Activity 1
In the notes on large language models, rewrite the part that begins with the words "- Fine-tuning —" and ends with "proxy reward signal.", putting "inexpensive" in place of "cheap".
Activity 2
Answer these questions from the notes on large language models:
(a) How large is the parameters file for Llama 2 70B?
(b) Which example is given for vision?
(c) What was identified as the key bottleneck for self-improvement?

Text under study
Notes — Intro to Large Language Models
Source: raw/llm-intro-script.md | Author: Andrej Karpathy | Nov 2023
Four questions [Adler frame]
Q1 — What is it about as a whole? A one-hour busy-person introduction to LLMs: what they are, how they’re built, what they can do, what’s coming, and what security challenges they face. The LLM OS framing is the organising metaphor.
Q2 — How is it argued? Concrete examples throughout: Llama 2 70B (two-file model), Scale AI valuation demo (tool use), Greg Brockman website sketch (vision), AlphaGo (RL analogy), GPT App Store (customisation). The OS analogy provides structure for the final synthesis.
Q3 — Is it true, in whole or part? The technical pipeline description is accurate and consistent with published papers. Some forward-looking claims (System 2, self-improvement) were aspirational in 2023; the RL sections in “Deep Dive” (2025) show how they have since partially materialised. Scaling law claims remain empirically supported.
Q4 — What of it? The OS framing remains generative: it correctly predicted the direction of development (tool use, multi-agent, customisation). The scaling law observation continues to drive the GPU economy. The reward-criterion problem for self-improvement was correctly identified as the key bottleneck.
Glossary
- Parameters file — the trained weights; for Llama 2 70B, 140 GB (70B × 2 bytes/float16).
- Run file — the code to execute the network; ~500 lines of C.
- Lossy compression — the training process compresses the internet into the weights; unlike lossless ZIP, information is lost. ~100× compression ratio.
- Base model — network after pretraining; internet document simulator.
- Assistant model — network after fine-tuning; follows Q&A format.
- Fine-tuning — continuing training on human-labelled conversations; cheap relative to pretraining.
- Scaling laws — model performance as a smooth, predictable function of N (parameters) and D (data).
- RLHF — human preference rankings used as a proxy reward signal.
- Reversal curse — knowledge appears directional: A → B known; B → A unknown.
- System 1 / System 2 — Kahneman’s framework; LLMs (2023) are System 1 only.

Records shown
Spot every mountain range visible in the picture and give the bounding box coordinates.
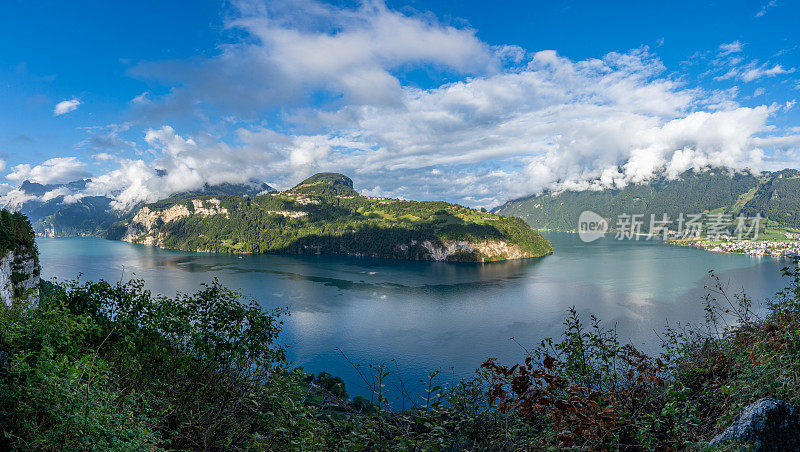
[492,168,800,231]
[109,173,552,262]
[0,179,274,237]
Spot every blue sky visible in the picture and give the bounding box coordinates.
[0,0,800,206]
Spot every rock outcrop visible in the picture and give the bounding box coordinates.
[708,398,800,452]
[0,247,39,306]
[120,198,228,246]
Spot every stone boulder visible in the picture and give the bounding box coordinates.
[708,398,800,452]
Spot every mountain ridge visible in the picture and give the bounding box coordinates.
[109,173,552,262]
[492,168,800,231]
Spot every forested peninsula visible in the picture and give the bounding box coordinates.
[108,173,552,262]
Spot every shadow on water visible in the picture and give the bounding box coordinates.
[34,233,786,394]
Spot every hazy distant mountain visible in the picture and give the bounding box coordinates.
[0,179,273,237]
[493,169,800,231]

Your solution 1
- Fine-tuning — continuing training on human-labelled conversations; inexpensive relative to pretraining.
- Scaling laws — model performance as a smooth, predictable function of N (parameters) and D (data).
- RLHF — human preference rankings used as a proxy reward signal.

Your solution 2
(a) 140 GB.
(b) The Greg Brockman website sketch.
(c) The reward-criterion problem.